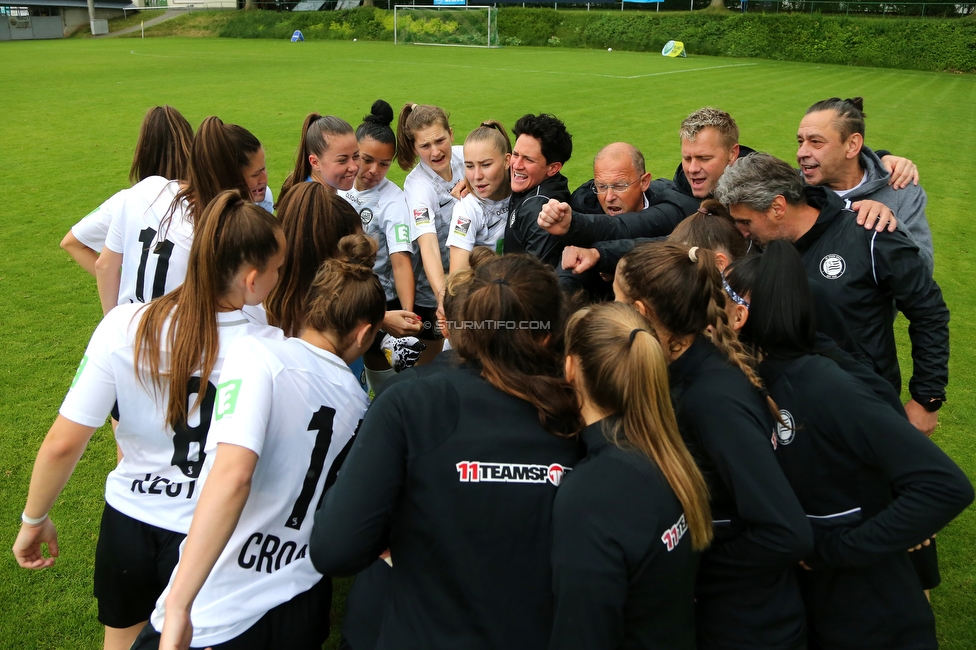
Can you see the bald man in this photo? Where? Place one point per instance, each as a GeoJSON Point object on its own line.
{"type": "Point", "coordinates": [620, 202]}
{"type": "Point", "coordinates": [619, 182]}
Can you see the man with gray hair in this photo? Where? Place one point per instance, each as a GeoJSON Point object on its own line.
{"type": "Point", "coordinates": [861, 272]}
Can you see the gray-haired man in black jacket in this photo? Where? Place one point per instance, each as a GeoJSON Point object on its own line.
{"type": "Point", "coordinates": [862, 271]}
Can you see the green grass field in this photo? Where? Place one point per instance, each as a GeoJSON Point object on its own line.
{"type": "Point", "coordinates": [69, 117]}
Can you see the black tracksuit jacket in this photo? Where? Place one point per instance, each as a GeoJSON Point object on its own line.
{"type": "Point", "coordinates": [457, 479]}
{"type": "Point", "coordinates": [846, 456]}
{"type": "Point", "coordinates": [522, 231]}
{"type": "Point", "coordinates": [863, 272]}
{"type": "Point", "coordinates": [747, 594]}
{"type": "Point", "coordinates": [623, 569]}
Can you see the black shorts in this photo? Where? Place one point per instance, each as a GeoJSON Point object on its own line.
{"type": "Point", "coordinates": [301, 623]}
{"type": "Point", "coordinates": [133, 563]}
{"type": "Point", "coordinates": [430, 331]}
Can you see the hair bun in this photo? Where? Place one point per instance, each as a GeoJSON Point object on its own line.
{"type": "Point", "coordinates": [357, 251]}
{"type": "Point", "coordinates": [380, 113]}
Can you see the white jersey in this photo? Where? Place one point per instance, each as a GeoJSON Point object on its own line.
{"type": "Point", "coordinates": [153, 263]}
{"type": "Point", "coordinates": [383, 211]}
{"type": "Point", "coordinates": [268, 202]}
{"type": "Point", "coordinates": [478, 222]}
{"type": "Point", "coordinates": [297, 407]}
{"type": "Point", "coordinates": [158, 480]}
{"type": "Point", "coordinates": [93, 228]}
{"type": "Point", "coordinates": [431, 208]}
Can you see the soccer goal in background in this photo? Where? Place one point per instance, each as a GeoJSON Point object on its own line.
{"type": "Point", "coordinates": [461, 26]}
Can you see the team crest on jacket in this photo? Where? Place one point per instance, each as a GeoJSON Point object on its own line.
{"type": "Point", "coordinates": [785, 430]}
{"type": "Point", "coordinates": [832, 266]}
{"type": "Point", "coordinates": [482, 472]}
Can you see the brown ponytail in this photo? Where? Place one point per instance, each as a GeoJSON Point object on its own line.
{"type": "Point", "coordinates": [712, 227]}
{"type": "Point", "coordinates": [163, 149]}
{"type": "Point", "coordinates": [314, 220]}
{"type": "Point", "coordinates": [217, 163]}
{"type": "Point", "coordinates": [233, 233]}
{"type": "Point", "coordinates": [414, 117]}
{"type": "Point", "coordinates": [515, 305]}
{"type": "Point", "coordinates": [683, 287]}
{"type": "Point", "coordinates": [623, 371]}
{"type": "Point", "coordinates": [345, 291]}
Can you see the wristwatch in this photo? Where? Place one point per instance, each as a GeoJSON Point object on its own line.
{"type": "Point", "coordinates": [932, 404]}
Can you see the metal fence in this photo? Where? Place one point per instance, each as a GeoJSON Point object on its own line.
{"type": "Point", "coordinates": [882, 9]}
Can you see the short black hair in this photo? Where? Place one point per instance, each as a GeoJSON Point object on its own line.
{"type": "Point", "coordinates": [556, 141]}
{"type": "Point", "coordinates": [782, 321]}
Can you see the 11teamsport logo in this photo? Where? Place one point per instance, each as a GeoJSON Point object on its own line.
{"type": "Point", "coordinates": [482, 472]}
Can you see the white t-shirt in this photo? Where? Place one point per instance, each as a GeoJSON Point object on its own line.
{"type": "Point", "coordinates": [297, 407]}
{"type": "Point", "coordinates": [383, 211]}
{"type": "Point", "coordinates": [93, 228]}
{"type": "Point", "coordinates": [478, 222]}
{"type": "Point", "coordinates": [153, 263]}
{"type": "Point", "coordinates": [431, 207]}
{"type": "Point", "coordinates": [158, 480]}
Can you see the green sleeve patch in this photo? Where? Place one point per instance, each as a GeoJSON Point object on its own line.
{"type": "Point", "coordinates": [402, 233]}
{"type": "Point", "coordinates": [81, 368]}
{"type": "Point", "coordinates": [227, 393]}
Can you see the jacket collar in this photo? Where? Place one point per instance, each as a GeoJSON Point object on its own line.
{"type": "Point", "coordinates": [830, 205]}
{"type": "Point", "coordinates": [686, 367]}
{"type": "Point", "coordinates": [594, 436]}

::::::::

- **What you need to do**
Copy the records exactly; no image should appear in the result.

- **Answer area**
Can you see the bald man in this photo? Where? Place one point per instance, each as a GeoJSON Point object on its own line.
{"type": "Point", "coordinates": [620, 202]}
{"type": "Point", "coordinates": [619, 182]}
Can you see the man with gray hair in this photo? Where? Place one point per instance, each as a GeoJSON Point object on its own line.
{"type": "Point", "coordinates": [861, 272]}
Can you see the gray-haired man in black jacket in this photo? Where? Place one point per instance, each as a GeoJSON Point object on its own line.
{"type": "Point", "coordinates": [862, 271]}
Can you see the green grass field in this photo? Where? Place one point per instance, each as a GeoJSON Point object on its own line.
{"type": "Point", "coordinates": [69, 117]}
Can you see the black tracksuit jacket in this photo? Where? Place one point per instance, each as a GeoJSON Point object on its own line.
{"type": "Point", "coordinates": [457, 479]}
{"type": "Point", "coordinates": [846, 456]}
{"type": "Point", "coordinates": [522, 231]}
{"type": "Point", "coordinates": [863, 272]}
{"type": "Point", "coordinates": [747, 594]}
{"type": "Point", "coordinates": [623, 569]}
Can you see the black shorts in this photo? Where? Place one point per instance, each as a GeoJSON Point object on its own line.
{"type": "Point", "coordinates": [301, 623]}
{"type": "Point", "coordinates": [133, 563]}
{"type": "Point", "coordinates": [430, 331]}
Can you see the hair bun in this photo? Where? Place one point per instance, each as a GeoJSON Point object on its own line.
{"type": "Point", "coordinates": [357, 251]}
{"type": "Point", "coordinates": [380, 113]}
Can you see the white jersey in this photo? Where? Place one point per instance, each as a GeoJSON Point object on its own line.
{"type": "Point", "coordinates": [153, 263]}
{"type": "Point", "coordinates": [383, 211]}
{"type": "Point", "coordinates": [268, 202]}
{"type": "Point", "coordinates": [478, 222]}
{"type": "Point", "coordinates": [297, 407]}
{"type": "Point", "coordinates": [158, 480]}
{"type": "Point", "coordinates": [93, 228]}
{"type": "Point", "coordinates": [431, 208]}
Can you see the soccer goal in background in this photo? Where? Place one point per instance, each as a GeoJSON Point object on its own line.
{"type": "Point", "coordinates": [461, 26]}
Can you see the team crest on jacket in this photo? Where? Place one point per instance, each as a GeoJSON Point object on its own line.
{"type": "Point", "coordinates": [785, 430]}
{"type": "Point", "coordinates": [832, 266]}
{"type": "Point", "coordinates": [482, 472]}
Can you see the brown ponytail in this photo? Where? Place one point per instance, each as a GeoJSON Point object on its own line.
{"type": "Point", "coordinates": [712, 227]}
{"type": "Point", "coordinates": [163, 149]}
{"type": "Point", "coordinates": [314, 220]}
{"type": "Point", "coordinates": [217, 163]}
{"type": "Point", "coordinates": [233, 233]}
{"type": "Point", "coordinates": [414, 117]}
{"type": "Point", "coordinates": [515, 305]}
{"type": "Point", "coordinates": [683, 287]}
{"type": "Point", "coordinates": [623, 371]}
{"type": "Point", "coordinates": [345, 291]}
Can you see the wristwatch in this photo? Where? Place one point per instance, each as a GeoJSON Point object on its own line.
{"type": "Point", "coordinates": [932, 404]}
Can you see the metal fence in this photo? Where? Place one point per instance, each as a GeoJSON Point object on its own line.
{"type": "Point", "coordinates": [882, 9]}
Can you see the short black hair in this photo? Where? Place one point per instance, each as a GeoJSON Point object on its own line.
{"type": "Point", "coordinates": [556, 141]}
{"type": "Point", "coordinates": [782, 321]}
Can you see the 11teamsport logo in this photo? Where? Place one point per instance, each as a GeoJSON Point object on its own line.
{"type": "Point", "coordinates": [482, 472]}
Can you see the white t-shirt in this photo? Where? Place one point per instance, each as a GeoJSON Point object on its own line.
{"type": "Point", "coordinates": [297, 407]}
{"type": "Point", "coordinates": [383, 211]}
{"type": "Point", "coordinates": [93, 228]}
{"type": "Point", "coordinates": [478, 222]}
{"type": "Point", "coordinates": [153, 263]}
{"type": "Point", "coordinates": [431, 207]}
{"type": "Point", "coordinates": [158, 480]}
Can you see the green sleeve patch in this photo? Where? Place one point per instance, each as a GeoJSON Point object on its own line.
{"type": "Point", "coordinates": [402, 233]}
{"type": "Point", "coordinates": [81, 368]}
{"type": "Point", "coordinates": [227, 393]}
Can you see the jacket collar in this photo? Where? Place one point per instance, each as a GeoJSON Point object on its own line.
{"type": "Point", "coordinates": [830, 205]}
{"type": "Point", "coordinates": [686, 367]}
{"type": "Point", "coordinates": [594, 436]}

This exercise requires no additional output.